# [Task prompt]
State how many lines of the listing below contain the word "tight". Give only the number.

--- Given data Enclosed Below ---

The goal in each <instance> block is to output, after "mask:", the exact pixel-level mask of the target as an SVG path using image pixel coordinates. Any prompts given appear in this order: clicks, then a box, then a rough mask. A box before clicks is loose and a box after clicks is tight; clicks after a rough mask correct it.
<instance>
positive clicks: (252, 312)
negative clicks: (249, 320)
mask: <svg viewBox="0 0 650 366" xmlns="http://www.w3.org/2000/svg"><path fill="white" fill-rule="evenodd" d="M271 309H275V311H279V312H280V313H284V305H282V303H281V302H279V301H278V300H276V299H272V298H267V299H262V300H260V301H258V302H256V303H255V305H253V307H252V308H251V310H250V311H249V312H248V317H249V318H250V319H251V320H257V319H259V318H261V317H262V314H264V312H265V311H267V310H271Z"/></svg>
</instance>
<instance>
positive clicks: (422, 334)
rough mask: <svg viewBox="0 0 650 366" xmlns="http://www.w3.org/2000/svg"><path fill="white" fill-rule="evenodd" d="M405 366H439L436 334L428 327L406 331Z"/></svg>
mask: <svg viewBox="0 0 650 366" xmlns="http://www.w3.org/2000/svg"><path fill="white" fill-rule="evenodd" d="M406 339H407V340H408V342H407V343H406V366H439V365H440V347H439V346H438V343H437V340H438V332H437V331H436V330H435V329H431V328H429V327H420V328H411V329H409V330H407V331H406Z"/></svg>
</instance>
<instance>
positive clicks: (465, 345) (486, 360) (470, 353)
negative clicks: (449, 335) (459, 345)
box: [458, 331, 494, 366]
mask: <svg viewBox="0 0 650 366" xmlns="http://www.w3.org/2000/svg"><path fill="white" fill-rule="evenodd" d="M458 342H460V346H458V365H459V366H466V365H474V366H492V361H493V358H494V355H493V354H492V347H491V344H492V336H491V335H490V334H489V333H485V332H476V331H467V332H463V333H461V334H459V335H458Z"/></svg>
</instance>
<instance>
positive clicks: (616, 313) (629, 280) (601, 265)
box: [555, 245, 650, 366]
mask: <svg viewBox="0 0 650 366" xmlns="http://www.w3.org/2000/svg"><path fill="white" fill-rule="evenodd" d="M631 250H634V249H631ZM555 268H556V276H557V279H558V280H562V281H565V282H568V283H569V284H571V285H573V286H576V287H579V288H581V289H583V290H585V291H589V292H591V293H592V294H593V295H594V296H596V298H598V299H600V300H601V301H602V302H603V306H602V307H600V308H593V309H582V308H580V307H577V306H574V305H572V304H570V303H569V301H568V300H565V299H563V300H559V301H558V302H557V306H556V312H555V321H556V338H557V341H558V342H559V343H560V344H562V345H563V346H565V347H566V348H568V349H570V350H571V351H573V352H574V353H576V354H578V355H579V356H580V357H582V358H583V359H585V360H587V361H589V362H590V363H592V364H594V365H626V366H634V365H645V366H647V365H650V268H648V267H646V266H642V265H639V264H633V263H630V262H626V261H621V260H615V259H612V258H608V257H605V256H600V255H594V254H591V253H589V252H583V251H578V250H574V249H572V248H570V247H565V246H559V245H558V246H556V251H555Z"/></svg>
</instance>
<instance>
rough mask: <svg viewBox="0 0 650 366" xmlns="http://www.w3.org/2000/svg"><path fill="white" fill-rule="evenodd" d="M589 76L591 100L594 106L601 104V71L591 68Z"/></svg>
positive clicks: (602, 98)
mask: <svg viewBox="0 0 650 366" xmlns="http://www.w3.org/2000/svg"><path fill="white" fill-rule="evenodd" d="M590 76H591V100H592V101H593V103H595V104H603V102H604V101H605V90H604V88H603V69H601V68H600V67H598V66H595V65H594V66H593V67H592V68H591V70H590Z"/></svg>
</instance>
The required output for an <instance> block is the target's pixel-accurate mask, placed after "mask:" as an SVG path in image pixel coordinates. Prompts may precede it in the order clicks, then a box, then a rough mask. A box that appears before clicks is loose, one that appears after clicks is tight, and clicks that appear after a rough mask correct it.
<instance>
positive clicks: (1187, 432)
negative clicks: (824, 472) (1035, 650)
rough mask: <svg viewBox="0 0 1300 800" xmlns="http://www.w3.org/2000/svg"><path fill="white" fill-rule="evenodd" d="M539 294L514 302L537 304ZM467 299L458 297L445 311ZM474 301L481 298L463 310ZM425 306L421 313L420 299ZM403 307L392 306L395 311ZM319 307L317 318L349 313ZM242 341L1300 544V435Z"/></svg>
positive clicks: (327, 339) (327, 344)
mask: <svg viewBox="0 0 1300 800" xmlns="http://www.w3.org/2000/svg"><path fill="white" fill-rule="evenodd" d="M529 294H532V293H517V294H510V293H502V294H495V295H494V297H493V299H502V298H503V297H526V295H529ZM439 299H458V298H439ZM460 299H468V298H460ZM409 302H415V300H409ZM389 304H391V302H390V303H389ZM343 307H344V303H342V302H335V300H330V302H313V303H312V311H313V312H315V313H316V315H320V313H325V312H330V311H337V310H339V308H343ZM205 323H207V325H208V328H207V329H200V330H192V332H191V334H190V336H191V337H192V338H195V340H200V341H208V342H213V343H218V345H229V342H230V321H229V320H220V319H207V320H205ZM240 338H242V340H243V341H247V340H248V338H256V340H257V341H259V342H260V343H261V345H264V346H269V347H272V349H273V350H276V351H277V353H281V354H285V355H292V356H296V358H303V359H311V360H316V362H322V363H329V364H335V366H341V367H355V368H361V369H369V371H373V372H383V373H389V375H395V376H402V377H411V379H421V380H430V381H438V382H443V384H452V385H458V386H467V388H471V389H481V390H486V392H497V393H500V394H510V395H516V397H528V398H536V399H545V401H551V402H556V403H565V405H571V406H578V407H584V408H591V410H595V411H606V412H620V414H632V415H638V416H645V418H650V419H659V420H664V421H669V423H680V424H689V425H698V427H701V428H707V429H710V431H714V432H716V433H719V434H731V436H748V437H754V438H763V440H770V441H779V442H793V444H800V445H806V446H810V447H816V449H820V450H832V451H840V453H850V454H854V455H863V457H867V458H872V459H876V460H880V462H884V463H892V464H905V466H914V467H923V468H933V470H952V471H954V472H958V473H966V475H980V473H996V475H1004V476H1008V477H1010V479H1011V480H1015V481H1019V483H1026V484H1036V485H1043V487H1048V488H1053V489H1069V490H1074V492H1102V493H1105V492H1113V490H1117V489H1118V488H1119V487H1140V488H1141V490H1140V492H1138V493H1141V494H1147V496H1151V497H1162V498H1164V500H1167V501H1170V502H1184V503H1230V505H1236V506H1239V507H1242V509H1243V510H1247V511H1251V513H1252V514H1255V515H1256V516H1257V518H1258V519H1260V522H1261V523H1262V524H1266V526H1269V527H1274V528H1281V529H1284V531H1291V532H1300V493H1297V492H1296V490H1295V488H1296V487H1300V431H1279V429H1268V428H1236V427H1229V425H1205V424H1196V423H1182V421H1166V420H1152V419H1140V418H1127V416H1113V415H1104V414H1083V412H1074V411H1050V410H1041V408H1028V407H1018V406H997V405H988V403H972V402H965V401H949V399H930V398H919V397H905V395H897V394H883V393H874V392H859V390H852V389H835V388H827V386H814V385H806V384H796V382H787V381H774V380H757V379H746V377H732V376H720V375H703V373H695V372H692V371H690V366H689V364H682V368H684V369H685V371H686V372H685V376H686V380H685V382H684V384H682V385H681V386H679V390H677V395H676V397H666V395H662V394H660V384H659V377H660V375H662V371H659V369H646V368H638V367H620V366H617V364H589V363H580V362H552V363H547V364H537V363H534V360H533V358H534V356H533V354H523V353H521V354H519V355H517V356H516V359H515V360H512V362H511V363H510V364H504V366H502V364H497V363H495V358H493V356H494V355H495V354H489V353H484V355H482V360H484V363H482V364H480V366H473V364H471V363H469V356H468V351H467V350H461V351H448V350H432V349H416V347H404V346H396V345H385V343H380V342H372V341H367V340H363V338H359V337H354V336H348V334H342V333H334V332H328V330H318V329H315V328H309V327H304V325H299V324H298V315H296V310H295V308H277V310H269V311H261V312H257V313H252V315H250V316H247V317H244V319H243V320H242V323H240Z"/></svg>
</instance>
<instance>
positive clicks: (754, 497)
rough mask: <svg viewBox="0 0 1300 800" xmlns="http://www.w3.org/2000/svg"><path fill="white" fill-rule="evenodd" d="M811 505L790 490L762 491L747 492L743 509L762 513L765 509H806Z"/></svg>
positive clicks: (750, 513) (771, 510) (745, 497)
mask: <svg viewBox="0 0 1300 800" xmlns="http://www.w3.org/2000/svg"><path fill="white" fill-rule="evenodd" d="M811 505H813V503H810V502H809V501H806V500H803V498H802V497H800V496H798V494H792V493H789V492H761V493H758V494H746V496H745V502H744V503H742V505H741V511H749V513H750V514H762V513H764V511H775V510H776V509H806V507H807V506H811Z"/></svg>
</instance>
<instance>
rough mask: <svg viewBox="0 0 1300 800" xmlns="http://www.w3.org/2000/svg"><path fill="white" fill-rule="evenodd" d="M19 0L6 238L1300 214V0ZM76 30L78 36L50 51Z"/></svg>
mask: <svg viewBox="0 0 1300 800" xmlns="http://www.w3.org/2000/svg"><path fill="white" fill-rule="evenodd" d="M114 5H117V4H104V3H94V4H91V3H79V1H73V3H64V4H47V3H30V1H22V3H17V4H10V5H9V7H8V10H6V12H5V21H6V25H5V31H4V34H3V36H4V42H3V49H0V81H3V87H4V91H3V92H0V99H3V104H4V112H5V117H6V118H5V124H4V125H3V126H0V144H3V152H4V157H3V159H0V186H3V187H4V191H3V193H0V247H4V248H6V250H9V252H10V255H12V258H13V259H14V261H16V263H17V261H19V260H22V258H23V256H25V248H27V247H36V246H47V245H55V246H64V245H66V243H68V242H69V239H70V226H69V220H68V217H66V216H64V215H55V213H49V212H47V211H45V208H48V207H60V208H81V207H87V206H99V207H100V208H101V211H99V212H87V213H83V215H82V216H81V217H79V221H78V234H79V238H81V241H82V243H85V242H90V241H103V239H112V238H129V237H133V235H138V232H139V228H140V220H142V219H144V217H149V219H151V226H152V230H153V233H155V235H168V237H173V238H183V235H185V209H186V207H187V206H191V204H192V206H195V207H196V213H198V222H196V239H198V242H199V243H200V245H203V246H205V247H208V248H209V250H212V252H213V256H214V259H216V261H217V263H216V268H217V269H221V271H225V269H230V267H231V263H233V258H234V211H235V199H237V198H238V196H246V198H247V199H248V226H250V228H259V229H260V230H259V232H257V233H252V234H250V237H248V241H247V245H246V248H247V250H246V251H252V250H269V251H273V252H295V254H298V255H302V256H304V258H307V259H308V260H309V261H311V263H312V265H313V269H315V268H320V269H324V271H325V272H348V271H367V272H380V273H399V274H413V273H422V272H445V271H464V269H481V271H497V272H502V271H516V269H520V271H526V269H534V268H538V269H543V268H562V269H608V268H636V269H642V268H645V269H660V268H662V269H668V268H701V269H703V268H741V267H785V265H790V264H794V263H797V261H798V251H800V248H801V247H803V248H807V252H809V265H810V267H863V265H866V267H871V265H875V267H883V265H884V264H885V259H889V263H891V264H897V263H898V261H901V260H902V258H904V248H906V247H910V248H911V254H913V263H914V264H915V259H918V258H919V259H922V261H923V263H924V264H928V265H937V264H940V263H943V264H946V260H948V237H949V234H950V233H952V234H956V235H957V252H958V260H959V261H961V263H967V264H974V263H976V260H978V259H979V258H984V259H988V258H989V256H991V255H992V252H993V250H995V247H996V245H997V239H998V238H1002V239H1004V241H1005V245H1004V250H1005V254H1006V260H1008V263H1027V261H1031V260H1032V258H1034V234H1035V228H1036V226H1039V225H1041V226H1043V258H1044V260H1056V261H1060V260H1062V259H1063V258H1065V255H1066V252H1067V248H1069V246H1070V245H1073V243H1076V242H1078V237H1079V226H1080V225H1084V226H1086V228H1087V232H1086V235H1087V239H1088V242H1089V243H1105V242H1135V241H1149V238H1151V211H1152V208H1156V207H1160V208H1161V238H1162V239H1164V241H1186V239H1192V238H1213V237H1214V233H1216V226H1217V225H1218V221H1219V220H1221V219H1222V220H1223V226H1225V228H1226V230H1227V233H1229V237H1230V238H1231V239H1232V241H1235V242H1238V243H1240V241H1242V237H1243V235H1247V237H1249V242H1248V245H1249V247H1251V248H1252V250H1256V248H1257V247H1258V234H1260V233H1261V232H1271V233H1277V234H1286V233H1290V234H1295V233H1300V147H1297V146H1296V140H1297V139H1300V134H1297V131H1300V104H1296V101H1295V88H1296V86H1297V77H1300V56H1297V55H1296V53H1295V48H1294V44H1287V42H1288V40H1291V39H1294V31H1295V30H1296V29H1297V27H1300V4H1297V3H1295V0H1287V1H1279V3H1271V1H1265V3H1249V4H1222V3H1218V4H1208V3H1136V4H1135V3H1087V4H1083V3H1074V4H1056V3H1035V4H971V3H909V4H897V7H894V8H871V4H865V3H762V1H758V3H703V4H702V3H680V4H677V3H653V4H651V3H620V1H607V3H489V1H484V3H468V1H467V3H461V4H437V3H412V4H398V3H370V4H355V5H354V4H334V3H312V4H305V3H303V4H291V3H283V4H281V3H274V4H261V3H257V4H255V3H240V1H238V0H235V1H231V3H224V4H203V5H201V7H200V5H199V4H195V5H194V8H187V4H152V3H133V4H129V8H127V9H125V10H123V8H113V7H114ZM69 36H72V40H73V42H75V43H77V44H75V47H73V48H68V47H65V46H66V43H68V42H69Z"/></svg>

--- End of Enclosed Given data ---

# [Answer box]
2